I would like to remind all of our Republican friends of how Pres. Bush reacted to the Israeli-Hezbollah conflict in Lebanon not long ago. Chewing on a roll, talking over his shoulder to Tony Blair, and saying "somebody has to get Syria to knock off this s**t."

How "coherent" was that?

Posted by: Manhattanite | June 24, 2009 12:29 AM | Report abuse

I wish someone would ask J. McCain how much credibility he has in Iran and ask him to outline his objectives for Iran and what would be the result; and not just accept his criticism of the President.

Posted by: RevLPLakey | June 24, 2009 1:14 AM | Report abuse

Thank you, E.J.,
It's such a relief to have an administration that doesn't engage in "knee-jerk" reactions to world events. Calm considerations of dangerous situations is critical to the myriad of problems that we are facing, and I'm SO glad we now have a President who is dedicated to appropriate actions.

Posted by: ruthbrock | June 24, 2009 2:10 AM | Report abuse

Obama and the US should mind its own business. When Bush stole the election, noone said a word. the Neda film is FAKE. Google Iraq incubator babies and Iraq WMD's. It is all CIA lies!

Posted by: canazie | June 24, 2009 8:46 AM | Report abuse

Of course the talking heads do not refer to the USA effort to undermine the regime. One wonders how the Iranian supposed to react to the empty [of parallel action] speech of Mr. Obama, when his government has overt and covert processes to get a regime change.

Clarification of this issue is important to see the possibillities.

Posted by: yeolds | June 24, 2009 9:10 AM | Report abuse

McCain needs to get some anger managment.

Data extracts -
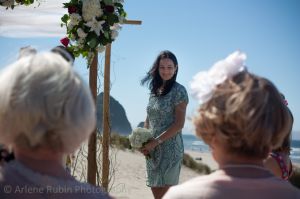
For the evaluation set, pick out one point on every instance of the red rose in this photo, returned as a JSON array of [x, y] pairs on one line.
[[65, 41], [72, 9]]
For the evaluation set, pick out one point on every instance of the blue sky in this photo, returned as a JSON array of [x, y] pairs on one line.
[[199, 32]]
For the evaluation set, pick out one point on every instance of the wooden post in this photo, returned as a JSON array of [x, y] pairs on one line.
[[92, 164], [106, 119]]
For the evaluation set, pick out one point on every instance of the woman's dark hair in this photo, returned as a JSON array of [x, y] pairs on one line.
[[153, 79]]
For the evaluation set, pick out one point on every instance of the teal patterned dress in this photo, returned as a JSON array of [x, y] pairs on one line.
[[163, 168]]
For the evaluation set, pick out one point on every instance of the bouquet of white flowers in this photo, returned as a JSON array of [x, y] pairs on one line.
[[139, 137]]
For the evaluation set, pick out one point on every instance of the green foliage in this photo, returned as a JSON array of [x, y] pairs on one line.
[[295, 178], [119, 141], [95, 33], [189, 162]]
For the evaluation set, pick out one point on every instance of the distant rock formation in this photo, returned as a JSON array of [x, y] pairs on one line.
[[118, 119]]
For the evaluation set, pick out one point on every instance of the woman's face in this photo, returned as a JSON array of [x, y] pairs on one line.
[[166, 69]]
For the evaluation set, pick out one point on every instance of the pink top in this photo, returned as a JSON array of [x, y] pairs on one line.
[[19, 181], [219, 185]]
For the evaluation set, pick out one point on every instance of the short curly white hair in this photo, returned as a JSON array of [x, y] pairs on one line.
[[45, 103]]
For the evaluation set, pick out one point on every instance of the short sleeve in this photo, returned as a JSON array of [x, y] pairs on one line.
[[181, 95]]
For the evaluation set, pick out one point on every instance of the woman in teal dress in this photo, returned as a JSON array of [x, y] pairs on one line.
[[165, 117]]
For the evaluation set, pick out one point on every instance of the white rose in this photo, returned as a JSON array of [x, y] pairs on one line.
[[81, 33], [90, 9]]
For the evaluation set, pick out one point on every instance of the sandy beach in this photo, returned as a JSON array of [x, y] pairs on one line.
[[128, 172], [130, 176]]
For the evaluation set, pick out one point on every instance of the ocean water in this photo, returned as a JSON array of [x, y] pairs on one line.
[[191, 142]]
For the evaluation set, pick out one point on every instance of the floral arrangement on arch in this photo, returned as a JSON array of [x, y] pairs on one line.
[[12, 3], [91, 25]]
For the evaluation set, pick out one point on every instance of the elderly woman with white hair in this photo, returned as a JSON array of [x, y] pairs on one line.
[[46, 111]]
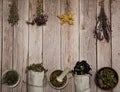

Apply what you read -
1. Decide whether each statement agrees with the comments above, answering yes or no and quoting the words that settle it: (a) the comment posted at 1:14 AM wants McCain asked to outline his objectives for Iran; (b) the comment posted at 8:46 AM calls the Neda film genuine; (c) the first comment says Bush was chewing on a roll while talking to Tony Blair.
2. Duplicate the part of the comments above that starts with "Clarification of this" and goes on through "some anger managment.".

Responses in order -
1.
(a) Yes: "ask him to outline his objectives for Iran"
(b) No: "the Neda film is FAKE."
(c) Yes: "Chewing on a roll, talking over his shoulder to Tony Blair"

2.
Clarification of this issue is important to see the possibillities.

Posted by: yeolds | June 24, 2009 9:10 AM | Report abuse

McCain needs to get some anger managment.